Document text Block Start

Dismissing an employee who can’t work – Is it discrimination?
By Charles Power
If an employer dismisses an employee because of his or her mental disability, other than because of the inherent requirements of the particular position concerned, the employer is likely to contravene the general protections provisions of the Fair Work Act 2009 (Cth).
If you have an employee who is off work for an extended period because of a stress condition and you feel they will never be capable of returning to work, can you separate the true reason for dismissal – the employee’s incapacity for work – from the causes of that incapacity – the employee’s mental disability?
The recent decision of the Federal Court in Robinson v Western Union (2018) highlights the difficulties with this approach.
This case concerned a general protections claim in which the employer asserted the reason for dismissal was because of concerns regarding the employee’s capacity to return to work, rather than because the employee suffered from a mental disability.
However, the Federal Court ruled that no distinction could be drawn between the employee’s capacity to return to work and his mental disability.

Document text Block End

# Exercises to complete
- 1) Please reproduce the article on dismissing employees from "Dismissing an employee" through "Act 2009 (Cth).".
- 2) List every distinct phrase in the article on dismissing employees that begins with "the employee’s".
- 3) Extend the article on dismissing employees with a few sentences that follow on from its last line.
These entries were taken from a different source than the article on dismissing employees.

Source data Block Start

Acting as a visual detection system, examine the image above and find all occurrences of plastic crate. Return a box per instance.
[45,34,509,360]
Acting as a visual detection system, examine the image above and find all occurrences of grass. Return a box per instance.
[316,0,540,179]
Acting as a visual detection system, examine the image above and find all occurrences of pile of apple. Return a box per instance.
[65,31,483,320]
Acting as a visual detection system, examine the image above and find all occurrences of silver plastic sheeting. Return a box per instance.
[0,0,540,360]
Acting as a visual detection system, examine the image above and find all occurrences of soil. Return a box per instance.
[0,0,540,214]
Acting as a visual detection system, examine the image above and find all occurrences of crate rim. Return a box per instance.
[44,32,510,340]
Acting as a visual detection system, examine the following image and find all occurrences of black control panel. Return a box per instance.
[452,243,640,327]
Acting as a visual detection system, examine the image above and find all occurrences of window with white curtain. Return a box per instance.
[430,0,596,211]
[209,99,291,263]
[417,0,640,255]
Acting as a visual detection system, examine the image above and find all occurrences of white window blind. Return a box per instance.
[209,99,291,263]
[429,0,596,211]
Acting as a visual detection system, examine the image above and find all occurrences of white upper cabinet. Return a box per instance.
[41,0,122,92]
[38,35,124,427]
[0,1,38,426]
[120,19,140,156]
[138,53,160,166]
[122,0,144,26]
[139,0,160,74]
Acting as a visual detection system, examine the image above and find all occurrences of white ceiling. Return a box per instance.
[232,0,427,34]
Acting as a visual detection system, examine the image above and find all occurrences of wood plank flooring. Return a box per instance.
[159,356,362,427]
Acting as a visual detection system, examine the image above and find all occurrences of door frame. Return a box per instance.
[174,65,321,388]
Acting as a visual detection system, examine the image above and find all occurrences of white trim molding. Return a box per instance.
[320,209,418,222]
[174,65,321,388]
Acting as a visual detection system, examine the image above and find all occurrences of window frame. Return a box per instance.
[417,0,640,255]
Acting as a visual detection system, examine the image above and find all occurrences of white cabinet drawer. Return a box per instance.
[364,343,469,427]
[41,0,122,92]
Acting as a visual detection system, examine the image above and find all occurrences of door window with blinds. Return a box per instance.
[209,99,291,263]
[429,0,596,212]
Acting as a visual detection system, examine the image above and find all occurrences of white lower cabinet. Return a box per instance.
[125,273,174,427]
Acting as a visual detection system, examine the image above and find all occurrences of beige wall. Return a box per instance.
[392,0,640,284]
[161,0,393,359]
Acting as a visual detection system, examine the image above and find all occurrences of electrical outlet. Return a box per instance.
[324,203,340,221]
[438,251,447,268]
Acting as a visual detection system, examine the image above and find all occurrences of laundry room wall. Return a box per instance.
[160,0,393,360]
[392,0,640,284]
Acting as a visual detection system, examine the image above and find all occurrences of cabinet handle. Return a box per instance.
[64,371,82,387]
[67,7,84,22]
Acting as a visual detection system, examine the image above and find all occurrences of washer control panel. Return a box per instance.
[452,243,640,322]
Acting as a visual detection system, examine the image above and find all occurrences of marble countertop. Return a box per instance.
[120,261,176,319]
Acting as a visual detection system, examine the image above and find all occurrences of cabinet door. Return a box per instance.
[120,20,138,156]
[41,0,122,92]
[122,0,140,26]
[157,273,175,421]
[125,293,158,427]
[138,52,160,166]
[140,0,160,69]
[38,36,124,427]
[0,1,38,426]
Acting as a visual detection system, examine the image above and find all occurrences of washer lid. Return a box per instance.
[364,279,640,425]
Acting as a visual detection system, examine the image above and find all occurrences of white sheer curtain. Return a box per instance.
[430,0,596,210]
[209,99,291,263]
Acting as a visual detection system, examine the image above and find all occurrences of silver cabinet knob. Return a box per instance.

Source data Block End

# Exercise results
- 1)
Dismissing an employee who can’t work – Is it discrimination?
By Charles Power
If an employer dismisses an employee because of his or her mental disability, other than because of the inherent requirements of the particular position concerned, the employer is likely to contravene the general protections provisions of the Fair Work Act 2009 (Cth).

- 2)
the employee’s incapacity for work
the employee’s mental disability
the employee’s capacity to return to work

- 3)
This is because the employer’s concerns about the employee’s capacity to return to work were founded in the employer’s dissatisfaction with the employee’s refusal to attend medical examinations to ascertain his work capacity leading to the employer doubting that the employee actually had the claimed ‘psychiatric condition’.
The Court ruled that because the employee’s incapacity to return to work was a manifestation of his claimed mental disability, the dismissal was because of, or at least for a reason which included, a manifestation of his claimed mental disability.
Moreover the Court ruled the dismissal was not because of the inherent requirements of the employee’s position.
The Court observed that this defence was not available the moment an employee produces a medical certificate stating that he or she was unfit to return to work in the foreseeable future.
In this case the Court observed the employer had not reached any conclusion as to the employee’s actual capacity to undertake the inherent requirements of his position.